[Rows from a dataset]
☆ ☆ ☆

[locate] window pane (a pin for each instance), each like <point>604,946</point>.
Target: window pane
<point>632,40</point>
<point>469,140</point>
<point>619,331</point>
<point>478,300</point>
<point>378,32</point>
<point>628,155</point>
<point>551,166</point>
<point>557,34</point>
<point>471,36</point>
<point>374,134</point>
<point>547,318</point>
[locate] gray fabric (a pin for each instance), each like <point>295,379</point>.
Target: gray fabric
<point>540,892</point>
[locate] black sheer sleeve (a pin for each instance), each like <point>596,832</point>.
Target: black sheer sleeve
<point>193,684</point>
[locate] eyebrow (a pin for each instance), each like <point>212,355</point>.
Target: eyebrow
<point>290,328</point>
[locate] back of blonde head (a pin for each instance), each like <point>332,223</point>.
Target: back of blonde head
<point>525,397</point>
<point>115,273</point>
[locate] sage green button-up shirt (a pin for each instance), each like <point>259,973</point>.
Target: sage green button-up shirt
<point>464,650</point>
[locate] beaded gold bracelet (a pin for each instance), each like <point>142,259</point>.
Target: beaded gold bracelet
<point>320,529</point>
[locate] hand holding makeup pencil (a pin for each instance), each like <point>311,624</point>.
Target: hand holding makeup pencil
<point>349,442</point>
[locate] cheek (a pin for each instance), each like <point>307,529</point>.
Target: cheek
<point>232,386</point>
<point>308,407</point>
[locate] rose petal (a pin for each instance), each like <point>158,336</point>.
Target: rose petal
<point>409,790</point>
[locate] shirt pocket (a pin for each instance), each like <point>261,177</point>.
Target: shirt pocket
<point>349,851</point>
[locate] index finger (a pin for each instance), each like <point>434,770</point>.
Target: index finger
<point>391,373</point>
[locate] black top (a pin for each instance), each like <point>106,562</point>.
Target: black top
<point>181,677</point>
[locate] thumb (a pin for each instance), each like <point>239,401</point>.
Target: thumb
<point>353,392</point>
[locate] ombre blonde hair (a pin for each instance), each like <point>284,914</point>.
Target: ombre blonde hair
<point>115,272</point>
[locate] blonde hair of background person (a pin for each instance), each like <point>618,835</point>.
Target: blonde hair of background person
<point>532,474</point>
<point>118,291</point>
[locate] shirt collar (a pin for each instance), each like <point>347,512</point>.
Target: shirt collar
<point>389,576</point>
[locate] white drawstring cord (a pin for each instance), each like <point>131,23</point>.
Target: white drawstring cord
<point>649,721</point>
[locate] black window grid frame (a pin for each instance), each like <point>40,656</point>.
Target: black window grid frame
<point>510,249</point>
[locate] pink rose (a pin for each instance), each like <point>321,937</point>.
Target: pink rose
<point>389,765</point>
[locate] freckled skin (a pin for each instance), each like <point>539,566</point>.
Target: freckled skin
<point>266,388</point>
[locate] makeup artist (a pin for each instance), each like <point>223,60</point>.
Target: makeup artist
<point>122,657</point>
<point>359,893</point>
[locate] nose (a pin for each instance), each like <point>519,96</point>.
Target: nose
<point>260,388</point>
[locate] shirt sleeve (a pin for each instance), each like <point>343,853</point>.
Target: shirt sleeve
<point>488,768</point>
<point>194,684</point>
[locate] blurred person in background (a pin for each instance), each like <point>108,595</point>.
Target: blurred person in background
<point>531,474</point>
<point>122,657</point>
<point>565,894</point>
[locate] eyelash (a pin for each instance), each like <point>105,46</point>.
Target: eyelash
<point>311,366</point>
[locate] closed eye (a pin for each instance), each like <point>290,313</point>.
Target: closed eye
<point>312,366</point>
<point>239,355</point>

☆ ☆ ☆

Edit the stretch of the records from the line containing "[locate] black top" through the line containing "<point>118,291</point>" so that "ombre blonde hair" becomes "ombre hair", and give back only those lines with nothing else altered.

* **Answer to the task**:
[locate] black top (a pin for each instance), each like <point>106,562</point>.
Target: black top
<point>181,677</point>
[locate] thumb (a pin for each instance), each like <point>239,401</point>.
Target: thumb
<point>353,392</point>
[locate] ombre hair (a pin for each instance), each like <point>284,914</point>.
Target: ombre hair
<point>115,272</point>
[locate] blonde hair of background person (a pin for each instance), each like <point>618,835</point>.
Target: blonde hair of background person
<point>532,474</point>
<point>118,291</point>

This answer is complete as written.